Dataset rows on where objects appear:
— Begin —
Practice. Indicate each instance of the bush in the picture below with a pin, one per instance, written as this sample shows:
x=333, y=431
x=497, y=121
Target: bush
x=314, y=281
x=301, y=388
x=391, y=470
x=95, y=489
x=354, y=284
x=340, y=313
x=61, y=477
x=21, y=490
— End —
— Begin —
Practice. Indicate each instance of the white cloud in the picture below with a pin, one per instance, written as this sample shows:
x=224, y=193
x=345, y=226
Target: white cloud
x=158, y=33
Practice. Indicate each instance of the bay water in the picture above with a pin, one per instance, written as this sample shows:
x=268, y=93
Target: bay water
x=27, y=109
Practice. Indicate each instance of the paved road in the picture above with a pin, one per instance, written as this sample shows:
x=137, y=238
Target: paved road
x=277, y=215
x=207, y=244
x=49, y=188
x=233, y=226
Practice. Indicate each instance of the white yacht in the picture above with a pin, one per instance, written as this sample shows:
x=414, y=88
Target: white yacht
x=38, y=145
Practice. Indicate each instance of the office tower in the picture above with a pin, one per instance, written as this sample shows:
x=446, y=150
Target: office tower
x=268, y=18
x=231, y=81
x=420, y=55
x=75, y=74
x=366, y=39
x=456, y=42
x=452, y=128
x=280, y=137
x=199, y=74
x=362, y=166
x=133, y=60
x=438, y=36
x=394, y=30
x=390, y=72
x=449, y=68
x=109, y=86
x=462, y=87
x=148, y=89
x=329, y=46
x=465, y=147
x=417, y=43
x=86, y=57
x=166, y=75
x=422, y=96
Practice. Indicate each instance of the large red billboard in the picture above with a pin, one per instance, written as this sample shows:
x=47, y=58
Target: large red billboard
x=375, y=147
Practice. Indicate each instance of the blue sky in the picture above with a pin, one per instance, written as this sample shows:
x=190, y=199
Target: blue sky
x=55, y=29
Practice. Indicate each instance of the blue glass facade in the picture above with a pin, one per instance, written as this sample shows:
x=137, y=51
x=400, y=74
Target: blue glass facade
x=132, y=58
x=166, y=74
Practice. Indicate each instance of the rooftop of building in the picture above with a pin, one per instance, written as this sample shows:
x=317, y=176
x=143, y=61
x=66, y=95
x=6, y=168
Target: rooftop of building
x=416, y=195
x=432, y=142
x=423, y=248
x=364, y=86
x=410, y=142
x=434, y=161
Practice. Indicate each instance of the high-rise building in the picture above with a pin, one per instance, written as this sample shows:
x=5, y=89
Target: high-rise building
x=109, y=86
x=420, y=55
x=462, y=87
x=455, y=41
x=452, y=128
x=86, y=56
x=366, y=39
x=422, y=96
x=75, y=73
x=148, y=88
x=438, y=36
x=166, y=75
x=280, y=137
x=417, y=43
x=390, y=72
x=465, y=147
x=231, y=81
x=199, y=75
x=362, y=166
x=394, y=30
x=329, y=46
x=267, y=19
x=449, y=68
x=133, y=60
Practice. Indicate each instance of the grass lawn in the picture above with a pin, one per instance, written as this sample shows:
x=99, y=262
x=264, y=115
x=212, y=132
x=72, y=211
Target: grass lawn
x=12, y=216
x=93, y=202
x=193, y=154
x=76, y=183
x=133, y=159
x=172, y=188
— End —
— Begin —
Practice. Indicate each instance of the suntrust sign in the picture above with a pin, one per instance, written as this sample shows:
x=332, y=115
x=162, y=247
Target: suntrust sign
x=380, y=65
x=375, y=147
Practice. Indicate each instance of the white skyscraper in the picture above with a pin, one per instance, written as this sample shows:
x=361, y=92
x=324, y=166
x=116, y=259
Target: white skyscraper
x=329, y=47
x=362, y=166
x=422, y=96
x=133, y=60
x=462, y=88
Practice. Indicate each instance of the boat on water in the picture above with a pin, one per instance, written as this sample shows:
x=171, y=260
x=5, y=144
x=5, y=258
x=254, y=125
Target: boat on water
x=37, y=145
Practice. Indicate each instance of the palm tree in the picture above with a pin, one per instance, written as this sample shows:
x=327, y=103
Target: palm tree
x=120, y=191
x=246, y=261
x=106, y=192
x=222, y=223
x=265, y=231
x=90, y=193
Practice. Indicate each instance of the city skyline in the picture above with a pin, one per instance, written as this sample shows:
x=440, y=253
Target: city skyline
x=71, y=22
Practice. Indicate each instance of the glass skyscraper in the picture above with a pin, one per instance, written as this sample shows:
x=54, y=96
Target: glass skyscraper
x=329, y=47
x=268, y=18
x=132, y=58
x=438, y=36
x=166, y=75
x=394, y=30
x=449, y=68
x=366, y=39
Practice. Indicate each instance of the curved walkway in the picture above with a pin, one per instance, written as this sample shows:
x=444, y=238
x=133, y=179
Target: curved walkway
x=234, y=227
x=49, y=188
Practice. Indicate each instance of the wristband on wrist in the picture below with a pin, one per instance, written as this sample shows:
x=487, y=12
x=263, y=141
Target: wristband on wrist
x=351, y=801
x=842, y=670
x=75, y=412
— End —
Goal: Could you give the material again, starting with the line with "Practice. Indicate each instance of the blue sky" and going on through the line with "x=166, y=74", swapping "Target" for "Object" and leaving everything else unchanged?

Problem solution:
Practice. Indicate each instance of the blue sky in the picture above with a pin, one per instance, written as this sample shows:
x=190, y=199
Object: blue sky
x=55, y=29
Practice. Indicate each instance of the blue glass facade in the picture above with a pin, one per instance, written as this sample shows:
x=137, y=51
x=400, y=74
Object: blue glass facade
x=132, y=58
x=166, y=74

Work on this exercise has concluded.